Objective: How many lines in the records below contain the string "frost", with case counting? Reply with the number alone.

----- Exercise material

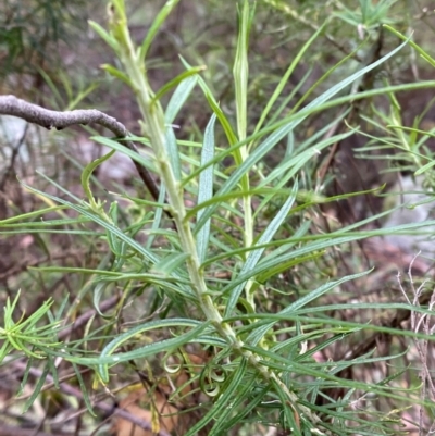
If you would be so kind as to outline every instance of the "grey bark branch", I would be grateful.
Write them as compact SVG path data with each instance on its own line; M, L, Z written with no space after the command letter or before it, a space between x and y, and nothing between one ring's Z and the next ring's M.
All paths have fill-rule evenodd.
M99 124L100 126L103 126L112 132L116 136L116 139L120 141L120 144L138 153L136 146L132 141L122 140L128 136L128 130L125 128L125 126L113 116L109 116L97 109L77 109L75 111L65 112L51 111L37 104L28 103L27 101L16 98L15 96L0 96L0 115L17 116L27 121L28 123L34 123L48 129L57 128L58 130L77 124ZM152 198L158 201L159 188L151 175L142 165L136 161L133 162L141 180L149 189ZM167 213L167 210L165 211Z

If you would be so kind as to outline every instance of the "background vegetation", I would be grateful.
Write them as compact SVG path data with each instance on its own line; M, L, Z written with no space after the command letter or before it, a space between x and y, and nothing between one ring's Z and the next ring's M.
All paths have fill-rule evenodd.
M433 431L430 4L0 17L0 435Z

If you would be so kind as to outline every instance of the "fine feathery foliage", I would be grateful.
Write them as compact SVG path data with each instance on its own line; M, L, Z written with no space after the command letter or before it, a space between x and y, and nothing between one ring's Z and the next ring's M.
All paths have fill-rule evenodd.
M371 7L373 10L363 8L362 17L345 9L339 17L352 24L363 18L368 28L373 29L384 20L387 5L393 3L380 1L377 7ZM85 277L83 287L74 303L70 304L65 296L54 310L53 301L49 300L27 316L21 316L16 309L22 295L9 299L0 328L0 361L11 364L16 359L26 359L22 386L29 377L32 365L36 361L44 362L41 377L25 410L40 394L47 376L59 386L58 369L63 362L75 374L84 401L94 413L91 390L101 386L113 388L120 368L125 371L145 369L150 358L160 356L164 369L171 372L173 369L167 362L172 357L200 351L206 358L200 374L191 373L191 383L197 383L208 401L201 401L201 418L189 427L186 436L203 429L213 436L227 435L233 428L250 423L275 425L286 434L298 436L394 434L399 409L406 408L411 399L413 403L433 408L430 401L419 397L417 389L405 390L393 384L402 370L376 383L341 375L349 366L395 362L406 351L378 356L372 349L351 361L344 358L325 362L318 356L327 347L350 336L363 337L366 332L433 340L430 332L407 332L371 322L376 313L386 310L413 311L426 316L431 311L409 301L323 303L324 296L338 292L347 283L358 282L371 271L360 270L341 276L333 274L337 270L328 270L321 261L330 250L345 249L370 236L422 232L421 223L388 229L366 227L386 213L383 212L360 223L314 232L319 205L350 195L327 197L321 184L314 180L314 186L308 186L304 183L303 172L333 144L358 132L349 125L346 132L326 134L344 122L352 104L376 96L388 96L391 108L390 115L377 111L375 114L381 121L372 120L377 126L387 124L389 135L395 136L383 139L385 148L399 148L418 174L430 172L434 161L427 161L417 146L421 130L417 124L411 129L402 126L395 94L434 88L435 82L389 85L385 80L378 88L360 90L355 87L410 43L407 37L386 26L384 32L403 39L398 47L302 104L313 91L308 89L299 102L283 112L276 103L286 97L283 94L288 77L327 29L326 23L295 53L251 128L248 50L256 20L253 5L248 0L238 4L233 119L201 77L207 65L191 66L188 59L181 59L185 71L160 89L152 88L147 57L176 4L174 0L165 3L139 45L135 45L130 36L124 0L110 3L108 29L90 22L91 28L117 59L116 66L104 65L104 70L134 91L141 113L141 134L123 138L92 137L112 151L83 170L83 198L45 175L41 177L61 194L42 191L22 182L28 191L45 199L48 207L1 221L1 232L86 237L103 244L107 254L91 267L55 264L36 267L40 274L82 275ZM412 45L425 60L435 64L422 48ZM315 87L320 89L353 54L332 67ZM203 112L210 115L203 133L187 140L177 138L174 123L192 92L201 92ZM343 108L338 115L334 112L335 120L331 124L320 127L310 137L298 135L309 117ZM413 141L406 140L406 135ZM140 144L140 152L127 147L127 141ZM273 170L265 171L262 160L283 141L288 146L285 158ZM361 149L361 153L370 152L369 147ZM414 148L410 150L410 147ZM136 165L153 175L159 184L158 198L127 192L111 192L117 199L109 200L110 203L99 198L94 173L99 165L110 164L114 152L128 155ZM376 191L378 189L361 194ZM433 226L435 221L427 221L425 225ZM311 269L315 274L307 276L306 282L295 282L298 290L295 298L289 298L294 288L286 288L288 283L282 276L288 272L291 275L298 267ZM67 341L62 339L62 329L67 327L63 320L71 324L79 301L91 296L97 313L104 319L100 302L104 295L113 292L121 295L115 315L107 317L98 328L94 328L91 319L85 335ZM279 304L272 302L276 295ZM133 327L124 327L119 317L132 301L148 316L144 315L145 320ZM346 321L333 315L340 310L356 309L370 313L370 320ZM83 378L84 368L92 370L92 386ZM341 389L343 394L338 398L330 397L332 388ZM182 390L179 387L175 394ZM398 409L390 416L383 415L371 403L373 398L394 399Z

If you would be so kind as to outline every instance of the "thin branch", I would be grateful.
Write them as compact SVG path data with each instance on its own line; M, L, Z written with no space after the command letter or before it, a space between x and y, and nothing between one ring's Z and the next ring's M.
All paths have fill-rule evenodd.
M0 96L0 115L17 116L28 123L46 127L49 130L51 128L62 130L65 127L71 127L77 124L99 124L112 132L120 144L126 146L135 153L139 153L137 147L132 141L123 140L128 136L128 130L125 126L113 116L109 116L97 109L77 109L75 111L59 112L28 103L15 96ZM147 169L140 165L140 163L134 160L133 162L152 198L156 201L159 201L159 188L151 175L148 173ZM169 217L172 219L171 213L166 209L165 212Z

----------
----- Exercise material

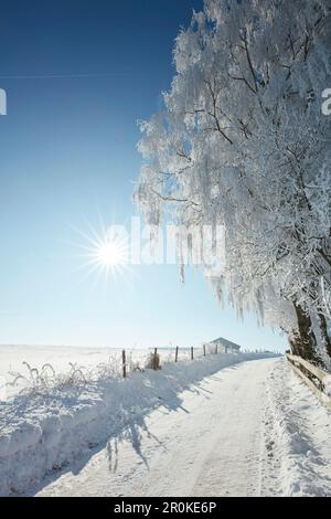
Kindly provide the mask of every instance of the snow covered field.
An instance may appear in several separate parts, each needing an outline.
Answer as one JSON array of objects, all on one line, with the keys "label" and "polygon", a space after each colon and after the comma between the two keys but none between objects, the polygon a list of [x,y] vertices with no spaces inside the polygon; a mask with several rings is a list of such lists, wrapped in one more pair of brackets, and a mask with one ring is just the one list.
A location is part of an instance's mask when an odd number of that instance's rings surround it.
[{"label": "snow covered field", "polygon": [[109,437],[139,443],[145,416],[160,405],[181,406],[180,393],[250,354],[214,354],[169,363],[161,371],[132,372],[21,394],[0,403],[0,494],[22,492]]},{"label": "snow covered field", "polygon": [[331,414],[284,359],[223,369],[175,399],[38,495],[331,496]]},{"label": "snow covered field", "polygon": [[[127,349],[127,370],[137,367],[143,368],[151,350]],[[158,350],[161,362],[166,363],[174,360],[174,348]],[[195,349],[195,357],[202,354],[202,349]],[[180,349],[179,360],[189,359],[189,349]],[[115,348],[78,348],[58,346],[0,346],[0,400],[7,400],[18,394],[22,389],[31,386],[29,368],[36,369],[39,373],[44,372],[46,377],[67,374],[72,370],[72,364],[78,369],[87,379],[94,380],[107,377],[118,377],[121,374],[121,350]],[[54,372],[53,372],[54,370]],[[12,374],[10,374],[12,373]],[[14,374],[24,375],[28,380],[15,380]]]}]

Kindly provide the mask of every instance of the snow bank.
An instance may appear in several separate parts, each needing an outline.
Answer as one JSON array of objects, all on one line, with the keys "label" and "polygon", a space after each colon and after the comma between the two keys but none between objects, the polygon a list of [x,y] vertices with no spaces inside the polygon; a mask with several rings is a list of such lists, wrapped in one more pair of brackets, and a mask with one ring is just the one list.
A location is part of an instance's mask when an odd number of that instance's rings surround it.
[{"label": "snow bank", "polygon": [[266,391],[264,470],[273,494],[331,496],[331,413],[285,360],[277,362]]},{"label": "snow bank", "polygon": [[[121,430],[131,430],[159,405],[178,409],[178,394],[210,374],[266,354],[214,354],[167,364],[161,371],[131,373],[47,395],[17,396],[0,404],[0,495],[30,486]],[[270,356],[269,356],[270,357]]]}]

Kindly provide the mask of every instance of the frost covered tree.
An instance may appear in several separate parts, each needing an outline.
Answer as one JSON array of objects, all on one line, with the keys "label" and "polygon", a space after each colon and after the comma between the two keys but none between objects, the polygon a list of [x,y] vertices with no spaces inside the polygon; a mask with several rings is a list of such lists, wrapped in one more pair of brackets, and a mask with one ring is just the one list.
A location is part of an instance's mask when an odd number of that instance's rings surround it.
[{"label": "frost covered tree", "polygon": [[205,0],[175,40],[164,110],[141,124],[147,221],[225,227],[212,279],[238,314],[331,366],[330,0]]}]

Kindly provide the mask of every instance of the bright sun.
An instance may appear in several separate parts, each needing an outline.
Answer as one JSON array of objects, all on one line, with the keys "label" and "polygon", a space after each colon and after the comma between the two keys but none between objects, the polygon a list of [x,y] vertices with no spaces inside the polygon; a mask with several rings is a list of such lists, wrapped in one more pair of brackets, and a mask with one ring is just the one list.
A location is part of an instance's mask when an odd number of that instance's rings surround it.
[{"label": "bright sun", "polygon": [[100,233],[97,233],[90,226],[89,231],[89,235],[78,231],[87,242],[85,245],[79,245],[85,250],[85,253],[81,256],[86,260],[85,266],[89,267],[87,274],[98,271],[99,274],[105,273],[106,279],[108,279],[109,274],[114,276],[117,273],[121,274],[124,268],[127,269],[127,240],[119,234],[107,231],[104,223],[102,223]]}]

----------
----- Exercise material

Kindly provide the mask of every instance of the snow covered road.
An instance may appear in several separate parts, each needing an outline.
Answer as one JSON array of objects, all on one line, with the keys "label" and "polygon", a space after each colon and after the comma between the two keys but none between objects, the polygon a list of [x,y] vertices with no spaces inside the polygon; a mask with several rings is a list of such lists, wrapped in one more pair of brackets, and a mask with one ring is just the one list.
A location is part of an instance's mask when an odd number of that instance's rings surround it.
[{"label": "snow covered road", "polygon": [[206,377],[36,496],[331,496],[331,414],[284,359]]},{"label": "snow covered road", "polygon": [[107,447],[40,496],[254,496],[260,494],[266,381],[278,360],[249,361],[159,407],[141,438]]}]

----------

Full answer: 2